Collection entries
- - - - -

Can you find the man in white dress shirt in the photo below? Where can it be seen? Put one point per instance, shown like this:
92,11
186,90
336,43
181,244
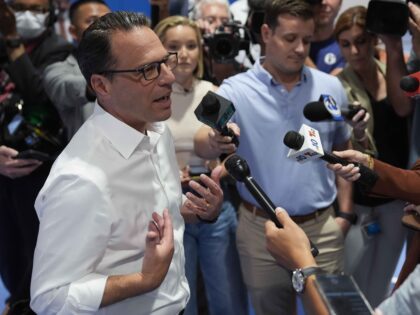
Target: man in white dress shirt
101,247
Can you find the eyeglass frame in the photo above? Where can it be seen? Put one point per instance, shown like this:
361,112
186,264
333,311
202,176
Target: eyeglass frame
141,69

- - - - -

● **Work to complete**
Return every line of the listing above word for word, leaving out the pictures.

● **Worked answer**
Can you find the man in white dress shirt in the photo below? Where can it be seen? Put one point per instance, shown like this:
92,11
186,90
336,43
181,244
Target: man in white dress shirt
101,247
Can you find the eyeglass frame in the photo above? Where can it be seen? Put one point per instance, shown like this:
361,112
186,264
333,311
202,176
Target: eyeglass frame
141,69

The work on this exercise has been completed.